──────── Material for this exercise ────────
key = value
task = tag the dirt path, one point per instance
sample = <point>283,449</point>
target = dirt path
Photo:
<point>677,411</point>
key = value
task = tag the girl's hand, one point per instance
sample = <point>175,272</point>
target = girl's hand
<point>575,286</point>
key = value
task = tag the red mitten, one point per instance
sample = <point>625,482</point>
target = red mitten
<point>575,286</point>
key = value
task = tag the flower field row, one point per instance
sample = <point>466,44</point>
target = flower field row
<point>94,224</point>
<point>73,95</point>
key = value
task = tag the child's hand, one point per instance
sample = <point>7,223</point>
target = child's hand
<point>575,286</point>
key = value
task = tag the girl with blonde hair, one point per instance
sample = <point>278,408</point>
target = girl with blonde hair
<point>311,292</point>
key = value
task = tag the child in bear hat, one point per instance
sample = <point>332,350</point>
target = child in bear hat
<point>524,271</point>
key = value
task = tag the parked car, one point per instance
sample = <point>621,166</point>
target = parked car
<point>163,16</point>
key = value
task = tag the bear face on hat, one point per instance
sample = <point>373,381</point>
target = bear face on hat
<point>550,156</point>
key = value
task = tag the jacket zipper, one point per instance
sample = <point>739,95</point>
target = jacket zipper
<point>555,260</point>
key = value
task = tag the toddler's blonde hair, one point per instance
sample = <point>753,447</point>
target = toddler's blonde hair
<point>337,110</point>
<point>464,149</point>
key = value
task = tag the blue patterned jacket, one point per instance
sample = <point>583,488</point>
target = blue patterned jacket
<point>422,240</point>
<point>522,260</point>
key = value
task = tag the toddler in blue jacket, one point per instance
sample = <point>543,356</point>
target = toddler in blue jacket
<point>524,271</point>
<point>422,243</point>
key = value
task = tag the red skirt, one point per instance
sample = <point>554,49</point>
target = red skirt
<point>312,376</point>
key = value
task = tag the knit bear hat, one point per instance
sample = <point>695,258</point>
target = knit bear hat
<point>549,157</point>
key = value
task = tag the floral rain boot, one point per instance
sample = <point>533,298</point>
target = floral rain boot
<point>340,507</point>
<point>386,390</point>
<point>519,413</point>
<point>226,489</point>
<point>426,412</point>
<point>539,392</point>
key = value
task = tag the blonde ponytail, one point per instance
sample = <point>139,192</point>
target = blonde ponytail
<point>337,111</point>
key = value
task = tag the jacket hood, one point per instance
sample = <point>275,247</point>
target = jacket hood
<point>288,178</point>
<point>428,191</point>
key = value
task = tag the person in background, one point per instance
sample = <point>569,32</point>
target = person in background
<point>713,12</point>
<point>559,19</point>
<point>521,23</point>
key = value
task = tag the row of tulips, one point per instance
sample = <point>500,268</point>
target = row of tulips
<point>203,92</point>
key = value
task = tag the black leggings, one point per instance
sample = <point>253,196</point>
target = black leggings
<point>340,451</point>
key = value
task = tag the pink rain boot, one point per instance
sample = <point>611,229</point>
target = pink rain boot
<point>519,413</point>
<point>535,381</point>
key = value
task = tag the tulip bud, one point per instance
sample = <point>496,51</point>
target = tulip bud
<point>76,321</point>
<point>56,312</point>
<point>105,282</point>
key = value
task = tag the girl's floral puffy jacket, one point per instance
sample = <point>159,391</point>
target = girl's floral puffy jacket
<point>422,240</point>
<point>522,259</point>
────────
* _Work to complete_
Reproduce the data verbatim, starting from its first line and continuing through the line that contains "<point>522,260</point>", with that line included.

* _Completed task_
key = value
task = tag the dirt path, one point per instance
sample = <point>283,449</point>
target = dirt path
Photo:
<point>677,411</point>
key = value
task = tag the girl's hand, one point per instance
sample = <point>175,272</point>
target = girl's hand
<point>575,286</point>
key = value
task = tag the red mitten, one point per instance
sample = <point>625,482</point>
target = red mitten
<point>575,286</point>
key = value
task = tag the flower field row, one point per instance
sample = <point>466,44</point>
target = flower field row
<point>94,224</point>
<point>73,95</point>
key = value
task = tag the child's hand, one point per instance
sample = <point>7,223</point>
target = child's hand
<point>575,286</point>
key = value
task = tag the girl with blonde hair, one point per instance
sample = <point>278,408</point>
target = girl with blonde hair
<point>311,292</point>
key = value
task = tag the child in bear hat, one point per instance
sample = <point>332,350</point>
target = child in bear hat
<point>524,271</point>
key = value
task = tag the parked car, one point per instance
sample = <point>621,166</point>
target = parked car
<point>163,16</point>
key = value
task = tag the bear face on hat, one point per instance
sample = <point>373,381</point>
target = bear face on hat
<point>550,156</point>
key = value
task = tag the jacket zipper, one point per instance
sample = <point>739,95</point>
target = jacket zipper
<point>555,260</point>
key = value
task = tag the toddler's blonde hair, one point per instance
sample = <point>753,447</point>
target = toddler's blonde hair
<point>337,110</point>
<point>464,149</point>
key = value
task = tag the blue patterned jacket, one point per instance
sample = <point>583,488</point>
target = blue patterned jacket
<point>422,240</point>
<point>522,260</point>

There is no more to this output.